EXERCISE DIRECTIONS: Would you repeat the listing exactly but omit every picture?

-- start --

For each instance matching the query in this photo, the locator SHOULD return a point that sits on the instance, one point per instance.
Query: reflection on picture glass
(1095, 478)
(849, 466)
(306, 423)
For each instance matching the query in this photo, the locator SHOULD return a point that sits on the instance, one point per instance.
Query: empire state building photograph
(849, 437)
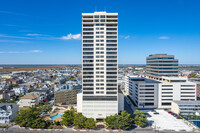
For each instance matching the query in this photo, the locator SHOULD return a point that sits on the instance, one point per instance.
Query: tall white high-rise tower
(99, 96)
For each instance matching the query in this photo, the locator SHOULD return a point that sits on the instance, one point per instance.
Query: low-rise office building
(66, 96)
(148, 93)
(186, 107)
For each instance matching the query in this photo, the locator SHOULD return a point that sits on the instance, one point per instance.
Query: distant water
(196, 122)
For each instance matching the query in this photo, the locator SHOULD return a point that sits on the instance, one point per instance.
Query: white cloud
(163, 37)
(127, 37)
(71, 37)
(12, 13)
(13, 41)
(36, 51)
(20, 52)
(35, 34)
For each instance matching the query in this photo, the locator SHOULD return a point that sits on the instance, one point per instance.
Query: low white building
(175, 89)
(29, 100)
(144, 92)
(8, 111)
(186, 107)
(20, 90)
(150, 93)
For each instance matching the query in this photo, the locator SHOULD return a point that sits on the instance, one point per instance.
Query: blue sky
(48, 31)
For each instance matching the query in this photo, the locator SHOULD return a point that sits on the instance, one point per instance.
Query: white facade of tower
(100, 65)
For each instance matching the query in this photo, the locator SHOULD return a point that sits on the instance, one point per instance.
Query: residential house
(29, 100)
(8, 112)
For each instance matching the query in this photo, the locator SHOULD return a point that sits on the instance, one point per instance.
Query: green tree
(3, 101)
(79, 120)
(121, 121)
(140, 118)
(47, 107)
(112, 121)
(30, 118)
(124, 120)
(68, 117)
(90, 123)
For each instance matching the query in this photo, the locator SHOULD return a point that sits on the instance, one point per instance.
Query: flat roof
(187, 102)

-- end --

FULL RESPONSE:
For each instance matching the query in this photo, the locator SHOULD return a point that sits on the instance, one point per instance.
Query: reflection on picture glass
(1095, 478)
(849, 466)
(306, 423)
For each instance matching the query in this photo, the locator SHOULD return a point that sits on the instance, one point per instance.
Query: empire state building photograph
(849, 437)
For each instance matching the query in this photo, the locator SHOULD return a point that sits on the instance, one point per instance.
Query: tall white high-rise tower
(99, 96)
For each instance matching the query in this photo, the locator SHOULD return a point that sits on the instance, one point per instance.
Query: low-rise office building
(66, 96)
(148, 93)
(186, 107)
For each instance matching the query in this photo, the locator SHOULD return a point that sits on the instance, one point per instance.
Query: distant water
(196, 122)
For each instance matching the query in this photo, the locator SHOULD return a point that sits on the instance, one point per instance.
Query: white cloud
(163, 37)
(127, 37)
(71, 37)
(12, 13)
(13, 41)
(36, 51)
(20, 52)
(35, 34)
For each instance matching the query in this photo, the locator SHOULD return a point that sits on the instance, one point per instance.
Query: low white building
(175, 89)
(29, 100)
(144, 92)
(8, 111)
(186, 107)
(20, 90)
(150, 93)
For each instance matching the query in this photo, the locator SHOULD return a point that sits on the instance, one point per instance.
Query: blue sky
(48, 31)
For each instance matching the query in this photo, the locator SHOULD return a point that sits on the instance, one point per instance.
Query: white facade of tower
(100, 65)
For each instance matching the query in this photo, the locator SHOULD return a point that sits on the instance, one point per instance.
Query: residential house
(29, 100)
(8, 112)
For each instance matching the query in this photo, the locator SHOULD return a point that sits on the instance, one point per instance.
Query: green tree
(3, 101)
(79, 120)
(121, 121)
(140, 118)
(47, 107)
(112, 121)
(30, 118)
(124, 120)
(68, 117)
(90, 123)
For each instance matching the query in this photo, the locator SHOULD return a point that sits on the instance, one point per instance.
Query: flat roof
(187, 102)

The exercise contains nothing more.